* [DOCUMENT TEXT]
BIPOC Mental Health in Tech 

In our 2022 Technical Equity Experience Survey (TechEES), 79.9% of Black, Latinx, Native American, and Pacific Islander women technologists collectively, reported experiencing racial and/or ethnic discrimination. TechEES also reports that overall, 77.4% of all Black, Latinx, Native American and Pacific Islander women technologists are experiencing burnout, a significant predictor of many physical and psychological problems. Companies should focus on increasing psychological safety for their entire workforce to support mental health.  

Barriers to Help 

Yet, barriers such as lack of insurance, lack of providers from diverse racial/ethnic backgrounds, distrust of the health care system, and stigma associated with mental illness, prevent communities of color from getting the support they need and deserve. In fact, only one-in-three African American adults who need mental health care receive it.  

Organizations Supporting BIPOC Mental Health 

Luckily, there are organizations out there combatting this inequity and supporting mental health for historically oppressed communities. From mentorship and mental health-focused membership events at, to organizations focused specifically on matching People of color with mental health professionals, we’ve outlined a few great organizations to follow and support:    

  • Eating disorder healing is hard, getting treatment shouldn’t be. Project Heal opens doors to healing for those the system fails by breaking down systemic, healthcare, and financial barriers that millions of people in the U.S. face when trying to heal from their eating disorder.

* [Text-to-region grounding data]
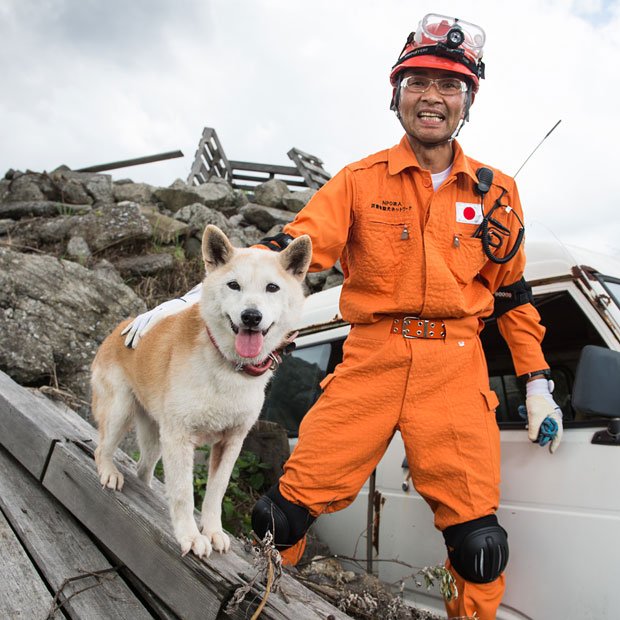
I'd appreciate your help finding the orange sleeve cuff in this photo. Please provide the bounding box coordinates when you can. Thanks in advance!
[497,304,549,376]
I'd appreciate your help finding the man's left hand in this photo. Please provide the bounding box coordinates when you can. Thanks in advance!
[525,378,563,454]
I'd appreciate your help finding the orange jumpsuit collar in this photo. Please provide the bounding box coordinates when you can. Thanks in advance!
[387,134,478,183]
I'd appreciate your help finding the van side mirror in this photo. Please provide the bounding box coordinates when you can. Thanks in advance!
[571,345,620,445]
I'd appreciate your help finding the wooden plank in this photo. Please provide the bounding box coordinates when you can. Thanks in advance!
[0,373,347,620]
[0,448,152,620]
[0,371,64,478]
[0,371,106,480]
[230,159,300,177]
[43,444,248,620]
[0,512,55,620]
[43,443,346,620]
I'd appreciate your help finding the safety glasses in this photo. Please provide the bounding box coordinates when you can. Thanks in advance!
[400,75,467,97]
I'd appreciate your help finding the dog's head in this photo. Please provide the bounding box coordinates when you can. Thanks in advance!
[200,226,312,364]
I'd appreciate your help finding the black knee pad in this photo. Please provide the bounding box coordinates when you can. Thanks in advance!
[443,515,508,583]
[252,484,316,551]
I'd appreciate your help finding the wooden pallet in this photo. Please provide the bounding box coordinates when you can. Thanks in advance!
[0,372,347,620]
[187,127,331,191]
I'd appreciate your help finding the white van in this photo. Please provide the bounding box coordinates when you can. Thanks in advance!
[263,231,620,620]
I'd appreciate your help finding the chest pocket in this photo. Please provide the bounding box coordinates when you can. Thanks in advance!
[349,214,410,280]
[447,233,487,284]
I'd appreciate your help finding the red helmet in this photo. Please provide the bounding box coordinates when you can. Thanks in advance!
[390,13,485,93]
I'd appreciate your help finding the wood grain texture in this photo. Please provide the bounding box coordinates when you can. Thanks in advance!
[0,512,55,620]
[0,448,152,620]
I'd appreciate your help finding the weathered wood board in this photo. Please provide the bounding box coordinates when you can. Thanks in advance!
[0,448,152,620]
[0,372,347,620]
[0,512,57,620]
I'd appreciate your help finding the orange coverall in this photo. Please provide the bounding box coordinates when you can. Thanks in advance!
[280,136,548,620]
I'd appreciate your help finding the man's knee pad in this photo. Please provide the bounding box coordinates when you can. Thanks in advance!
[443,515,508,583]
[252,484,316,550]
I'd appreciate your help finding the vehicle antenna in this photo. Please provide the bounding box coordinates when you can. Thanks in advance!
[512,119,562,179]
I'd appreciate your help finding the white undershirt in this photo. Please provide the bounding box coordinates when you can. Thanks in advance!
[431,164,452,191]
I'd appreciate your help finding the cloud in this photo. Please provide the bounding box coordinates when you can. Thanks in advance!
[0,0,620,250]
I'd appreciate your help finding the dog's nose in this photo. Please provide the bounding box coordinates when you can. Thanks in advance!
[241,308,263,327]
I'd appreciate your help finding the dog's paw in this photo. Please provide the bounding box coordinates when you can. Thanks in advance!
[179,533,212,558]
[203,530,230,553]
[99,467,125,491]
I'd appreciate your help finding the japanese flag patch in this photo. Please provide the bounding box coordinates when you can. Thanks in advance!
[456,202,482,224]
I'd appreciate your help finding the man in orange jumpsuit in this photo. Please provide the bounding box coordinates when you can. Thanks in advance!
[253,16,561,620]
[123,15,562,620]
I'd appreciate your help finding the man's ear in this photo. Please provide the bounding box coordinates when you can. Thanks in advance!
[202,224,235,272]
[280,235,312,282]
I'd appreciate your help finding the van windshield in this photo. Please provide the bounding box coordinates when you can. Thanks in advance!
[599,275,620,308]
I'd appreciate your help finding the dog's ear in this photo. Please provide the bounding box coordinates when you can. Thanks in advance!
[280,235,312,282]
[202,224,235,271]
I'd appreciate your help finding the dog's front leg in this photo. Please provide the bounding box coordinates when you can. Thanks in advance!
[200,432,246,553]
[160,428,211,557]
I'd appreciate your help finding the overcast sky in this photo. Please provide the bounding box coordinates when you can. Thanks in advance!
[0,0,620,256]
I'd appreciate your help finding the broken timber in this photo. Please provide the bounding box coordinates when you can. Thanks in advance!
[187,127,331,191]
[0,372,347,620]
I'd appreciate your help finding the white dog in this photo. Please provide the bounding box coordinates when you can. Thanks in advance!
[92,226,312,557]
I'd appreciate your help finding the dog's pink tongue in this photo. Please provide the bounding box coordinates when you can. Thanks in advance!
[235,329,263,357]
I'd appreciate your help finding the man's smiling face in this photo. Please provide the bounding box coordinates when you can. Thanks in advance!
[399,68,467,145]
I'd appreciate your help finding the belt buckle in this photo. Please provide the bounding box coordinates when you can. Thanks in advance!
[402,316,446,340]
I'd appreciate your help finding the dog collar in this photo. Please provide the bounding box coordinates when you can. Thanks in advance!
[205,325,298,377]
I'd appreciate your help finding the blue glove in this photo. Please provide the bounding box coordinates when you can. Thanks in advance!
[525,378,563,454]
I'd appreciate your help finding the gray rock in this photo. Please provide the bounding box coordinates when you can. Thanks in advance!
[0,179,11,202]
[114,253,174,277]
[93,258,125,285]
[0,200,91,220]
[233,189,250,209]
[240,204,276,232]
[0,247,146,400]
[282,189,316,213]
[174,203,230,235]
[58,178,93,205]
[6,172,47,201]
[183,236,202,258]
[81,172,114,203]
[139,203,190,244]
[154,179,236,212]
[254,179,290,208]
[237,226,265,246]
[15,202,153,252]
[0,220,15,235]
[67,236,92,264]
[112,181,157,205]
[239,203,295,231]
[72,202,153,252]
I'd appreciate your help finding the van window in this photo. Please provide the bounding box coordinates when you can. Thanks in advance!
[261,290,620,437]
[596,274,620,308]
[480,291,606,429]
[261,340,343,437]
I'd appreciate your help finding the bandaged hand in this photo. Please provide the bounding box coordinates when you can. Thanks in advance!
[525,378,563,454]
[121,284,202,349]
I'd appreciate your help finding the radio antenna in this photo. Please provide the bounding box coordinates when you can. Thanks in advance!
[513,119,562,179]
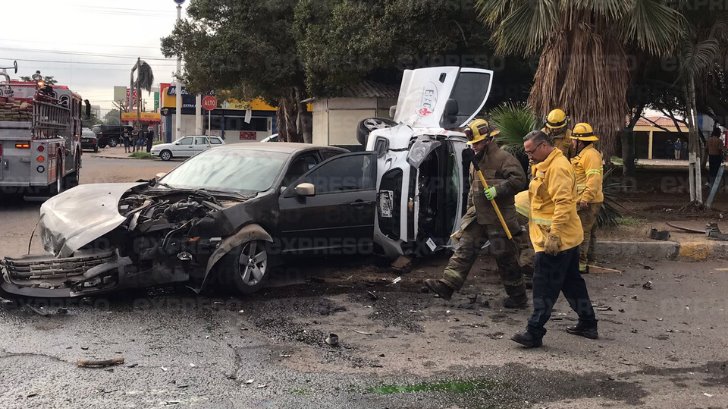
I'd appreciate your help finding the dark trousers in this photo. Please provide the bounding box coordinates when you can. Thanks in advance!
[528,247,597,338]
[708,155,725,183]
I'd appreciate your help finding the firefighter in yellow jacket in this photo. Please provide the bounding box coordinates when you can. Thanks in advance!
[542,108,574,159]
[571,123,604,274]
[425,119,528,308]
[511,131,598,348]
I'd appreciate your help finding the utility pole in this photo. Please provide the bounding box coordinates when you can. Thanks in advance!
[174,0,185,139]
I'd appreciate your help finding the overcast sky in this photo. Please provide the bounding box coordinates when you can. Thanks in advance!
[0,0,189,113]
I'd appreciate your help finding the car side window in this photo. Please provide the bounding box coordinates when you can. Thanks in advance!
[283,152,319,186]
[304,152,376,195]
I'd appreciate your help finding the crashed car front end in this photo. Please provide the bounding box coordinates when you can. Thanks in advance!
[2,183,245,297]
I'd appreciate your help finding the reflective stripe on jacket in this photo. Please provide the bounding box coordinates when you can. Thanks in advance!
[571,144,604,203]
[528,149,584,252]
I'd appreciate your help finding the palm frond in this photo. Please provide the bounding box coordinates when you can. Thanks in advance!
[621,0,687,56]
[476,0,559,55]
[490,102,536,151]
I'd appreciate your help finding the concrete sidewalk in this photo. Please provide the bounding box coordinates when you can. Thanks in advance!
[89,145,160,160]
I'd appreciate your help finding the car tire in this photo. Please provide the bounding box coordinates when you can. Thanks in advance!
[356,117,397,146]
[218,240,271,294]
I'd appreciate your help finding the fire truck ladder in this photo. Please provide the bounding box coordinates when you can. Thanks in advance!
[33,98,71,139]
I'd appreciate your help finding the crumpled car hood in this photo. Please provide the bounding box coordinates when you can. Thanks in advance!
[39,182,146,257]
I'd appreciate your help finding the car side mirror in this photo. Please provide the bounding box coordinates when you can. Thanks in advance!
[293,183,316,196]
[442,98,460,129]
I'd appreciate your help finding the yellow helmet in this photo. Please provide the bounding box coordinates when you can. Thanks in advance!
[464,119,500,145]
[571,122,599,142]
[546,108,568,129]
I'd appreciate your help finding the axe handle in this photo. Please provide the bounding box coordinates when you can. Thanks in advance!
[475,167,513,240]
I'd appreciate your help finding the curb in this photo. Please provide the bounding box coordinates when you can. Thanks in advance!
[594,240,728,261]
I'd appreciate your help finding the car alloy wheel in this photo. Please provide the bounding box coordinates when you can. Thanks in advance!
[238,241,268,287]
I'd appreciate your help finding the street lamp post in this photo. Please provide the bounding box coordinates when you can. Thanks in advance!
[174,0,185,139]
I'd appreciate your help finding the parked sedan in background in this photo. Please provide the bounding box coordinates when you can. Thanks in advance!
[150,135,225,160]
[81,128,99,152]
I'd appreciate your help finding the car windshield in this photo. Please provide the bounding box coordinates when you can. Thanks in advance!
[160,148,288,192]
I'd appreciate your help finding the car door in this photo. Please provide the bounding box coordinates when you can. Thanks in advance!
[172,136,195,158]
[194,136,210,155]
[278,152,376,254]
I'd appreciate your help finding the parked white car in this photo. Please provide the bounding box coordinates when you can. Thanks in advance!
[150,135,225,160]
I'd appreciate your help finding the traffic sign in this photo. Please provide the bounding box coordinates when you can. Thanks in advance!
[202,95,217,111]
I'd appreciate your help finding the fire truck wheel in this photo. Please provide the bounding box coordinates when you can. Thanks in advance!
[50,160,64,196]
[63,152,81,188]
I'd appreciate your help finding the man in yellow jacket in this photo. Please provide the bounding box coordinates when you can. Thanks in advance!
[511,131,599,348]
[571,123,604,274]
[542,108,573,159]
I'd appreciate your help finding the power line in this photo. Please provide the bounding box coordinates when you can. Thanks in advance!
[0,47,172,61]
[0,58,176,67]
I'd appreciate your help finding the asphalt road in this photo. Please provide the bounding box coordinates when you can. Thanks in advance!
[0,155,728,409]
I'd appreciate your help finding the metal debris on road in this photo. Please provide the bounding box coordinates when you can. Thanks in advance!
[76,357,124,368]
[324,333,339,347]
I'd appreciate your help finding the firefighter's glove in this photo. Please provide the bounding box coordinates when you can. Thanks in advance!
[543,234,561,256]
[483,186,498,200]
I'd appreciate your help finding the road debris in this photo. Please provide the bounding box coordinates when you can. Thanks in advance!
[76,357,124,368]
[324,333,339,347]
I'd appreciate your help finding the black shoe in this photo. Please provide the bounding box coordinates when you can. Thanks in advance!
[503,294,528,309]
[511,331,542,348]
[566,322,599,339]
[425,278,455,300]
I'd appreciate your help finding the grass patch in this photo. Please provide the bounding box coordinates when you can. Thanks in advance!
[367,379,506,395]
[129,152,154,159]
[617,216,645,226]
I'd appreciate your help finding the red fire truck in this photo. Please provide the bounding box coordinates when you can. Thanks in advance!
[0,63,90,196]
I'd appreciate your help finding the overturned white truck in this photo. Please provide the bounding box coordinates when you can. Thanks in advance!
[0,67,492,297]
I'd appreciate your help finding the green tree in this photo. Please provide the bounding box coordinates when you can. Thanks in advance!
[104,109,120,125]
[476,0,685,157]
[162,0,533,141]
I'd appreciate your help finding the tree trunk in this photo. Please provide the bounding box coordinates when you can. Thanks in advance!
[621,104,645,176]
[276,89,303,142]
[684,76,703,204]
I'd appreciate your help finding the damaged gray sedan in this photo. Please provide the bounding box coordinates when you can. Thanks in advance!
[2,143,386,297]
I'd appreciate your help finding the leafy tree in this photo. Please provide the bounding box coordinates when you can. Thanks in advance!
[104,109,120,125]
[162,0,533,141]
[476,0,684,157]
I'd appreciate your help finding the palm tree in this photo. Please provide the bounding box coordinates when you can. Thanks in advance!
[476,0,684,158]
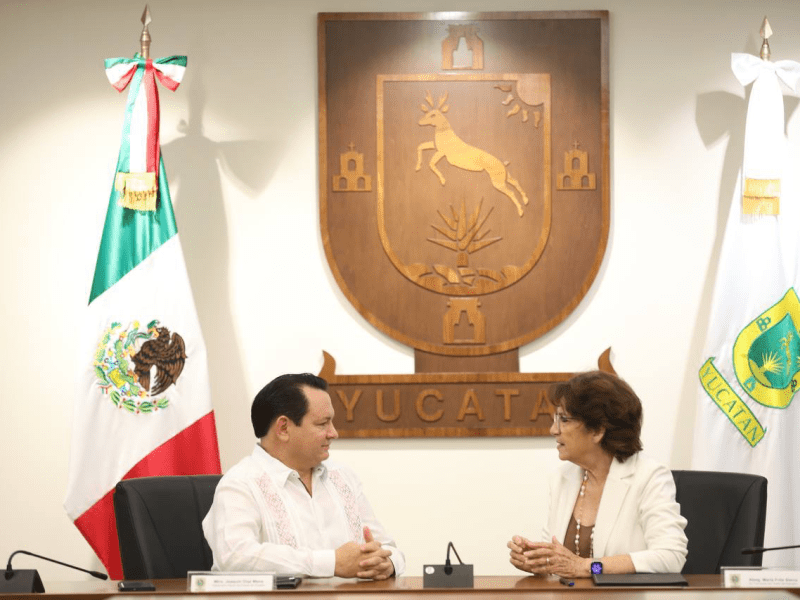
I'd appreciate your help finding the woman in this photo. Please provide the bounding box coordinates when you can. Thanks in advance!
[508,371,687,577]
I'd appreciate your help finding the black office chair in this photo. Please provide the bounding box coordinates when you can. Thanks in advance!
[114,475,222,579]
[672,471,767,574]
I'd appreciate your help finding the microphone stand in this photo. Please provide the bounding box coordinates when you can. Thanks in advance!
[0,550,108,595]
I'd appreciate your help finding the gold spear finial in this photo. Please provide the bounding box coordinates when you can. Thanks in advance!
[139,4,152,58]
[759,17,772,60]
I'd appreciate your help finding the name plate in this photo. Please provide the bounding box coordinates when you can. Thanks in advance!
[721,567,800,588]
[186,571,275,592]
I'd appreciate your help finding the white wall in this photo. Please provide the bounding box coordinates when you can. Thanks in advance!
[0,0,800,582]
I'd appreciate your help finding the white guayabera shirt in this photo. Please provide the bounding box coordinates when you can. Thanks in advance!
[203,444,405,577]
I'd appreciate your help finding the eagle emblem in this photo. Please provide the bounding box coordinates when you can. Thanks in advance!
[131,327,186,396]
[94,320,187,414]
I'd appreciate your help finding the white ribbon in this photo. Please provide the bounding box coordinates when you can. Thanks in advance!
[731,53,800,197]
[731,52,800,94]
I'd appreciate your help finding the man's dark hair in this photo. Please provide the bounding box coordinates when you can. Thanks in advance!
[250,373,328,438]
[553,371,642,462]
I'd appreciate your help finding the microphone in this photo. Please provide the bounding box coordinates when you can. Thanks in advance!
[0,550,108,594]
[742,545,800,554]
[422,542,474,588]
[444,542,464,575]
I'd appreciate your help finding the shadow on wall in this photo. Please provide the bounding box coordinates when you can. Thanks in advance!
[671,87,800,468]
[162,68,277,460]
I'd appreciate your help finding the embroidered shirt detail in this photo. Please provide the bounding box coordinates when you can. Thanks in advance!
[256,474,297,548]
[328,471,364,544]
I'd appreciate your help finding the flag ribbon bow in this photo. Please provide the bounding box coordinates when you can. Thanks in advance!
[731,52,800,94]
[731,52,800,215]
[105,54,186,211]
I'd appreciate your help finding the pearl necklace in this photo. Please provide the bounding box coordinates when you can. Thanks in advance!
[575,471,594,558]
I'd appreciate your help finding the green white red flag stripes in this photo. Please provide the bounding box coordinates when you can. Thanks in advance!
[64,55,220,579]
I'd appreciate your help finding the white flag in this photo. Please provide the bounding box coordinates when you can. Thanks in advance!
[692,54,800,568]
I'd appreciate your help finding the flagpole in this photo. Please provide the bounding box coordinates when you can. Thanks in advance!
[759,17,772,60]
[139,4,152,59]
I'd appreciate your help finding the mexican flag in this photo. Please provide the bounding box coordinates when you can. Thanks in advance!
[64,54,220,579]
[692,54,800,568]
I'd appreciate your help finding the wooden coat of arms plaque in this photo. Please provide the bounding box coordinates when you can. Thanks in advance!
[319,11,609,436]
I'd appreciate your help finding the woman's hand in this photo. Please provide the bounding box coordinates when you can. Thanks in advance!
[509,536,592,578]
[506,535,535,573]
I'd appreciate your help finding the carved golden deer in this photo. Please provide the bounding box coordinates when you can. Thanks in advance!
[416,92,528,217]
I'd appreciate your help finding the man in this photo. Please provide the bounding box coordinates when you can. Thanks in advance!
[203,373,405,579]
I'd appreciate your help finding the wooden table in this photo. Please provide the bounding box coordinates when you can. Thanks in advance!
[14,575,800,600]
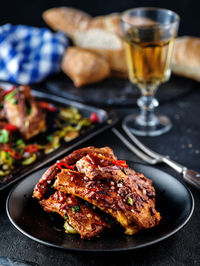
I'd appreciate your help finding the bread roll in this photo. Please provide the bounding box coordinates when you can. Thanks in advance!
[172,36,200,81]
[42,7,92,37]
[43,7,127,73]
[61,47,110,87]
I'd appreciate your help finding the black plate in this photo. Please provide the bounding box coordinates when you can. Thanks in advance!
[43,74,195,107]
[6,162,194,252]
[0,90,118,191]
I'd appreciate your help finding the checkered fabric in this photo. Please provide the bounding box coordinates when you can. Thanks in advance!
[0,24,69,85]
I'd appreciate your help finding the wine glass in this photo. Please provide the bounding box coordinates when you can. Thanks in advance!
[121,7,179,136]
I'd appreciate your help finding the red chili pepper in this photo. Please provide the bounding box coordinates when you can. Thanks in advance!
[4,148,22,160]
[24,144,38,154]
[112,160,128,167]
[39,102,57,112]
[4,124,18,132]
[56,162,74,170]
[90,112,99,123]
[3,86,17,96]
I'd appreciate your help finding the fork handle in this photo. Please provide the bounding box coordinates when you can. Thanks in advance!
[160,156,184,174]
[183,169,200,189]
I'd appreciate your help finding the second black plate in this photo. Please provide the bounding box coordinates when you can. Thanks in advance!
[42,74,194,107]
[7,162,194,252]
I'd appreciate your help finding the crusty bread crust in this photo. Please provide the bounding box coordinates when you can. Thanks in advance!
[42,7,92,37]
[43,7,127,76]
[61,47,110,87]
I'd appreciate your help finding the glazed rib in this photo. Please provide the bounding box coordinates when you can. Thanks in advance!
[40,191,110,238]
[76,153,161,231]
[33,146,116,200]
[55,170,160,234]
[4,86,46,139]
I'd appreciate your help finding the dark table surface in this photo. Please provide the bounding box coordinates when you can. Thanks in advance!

* [WHAT IS NEEDED]
Copy the entire passage on BIPOC mental health in tech word for word.

* [ANSWER BOX]
BIPOC Mental Health in Tech 

In our 2022 Technical Equity Experience Survey (TechEES), 79.9% of Black, Latinx, Native American, and Pacific Islander women technologists collectively, reported experiencing racial and/or ethnic discrimination. TechEES also reports that overall, 77.4% of all Black, Latinx, Native American and Pacific Islander women technologists are experiencing burnout, a significant predictor of many physical and psychological problems. Companies should focus on increasing psychological safety for their entire workforce to support mental health.  

Barriers to Help 

Yet, barriers such as lack of insurance, lack of providers from diverse racial/ethnic backgrounds, distrust of the health care system, and stigma associated with mental illness, prevent communities of color from getting the support they need and deserve. In fact, only one-in-three African American adults who need mental health care receive it.  

Organizations Supporting BIPOC Mental Health 

Luckily, there are organizations out there combatting this inequity and supporting mental health for historically oppressed communities. From mentorship and mental health-focused membership events at, to organizations focused specifically on matching People of color with mental health professionals, we’ve outlined a few great organizations to follow and support:    

  • Eating disorder healing is hard, getting treatment shouldn’t be. Project Heal opens doors to healing for those the system fails by breaking down systemic, healthcare, and financial barriers that millions of people in the U.S. face when trying to heal from their eating disorder.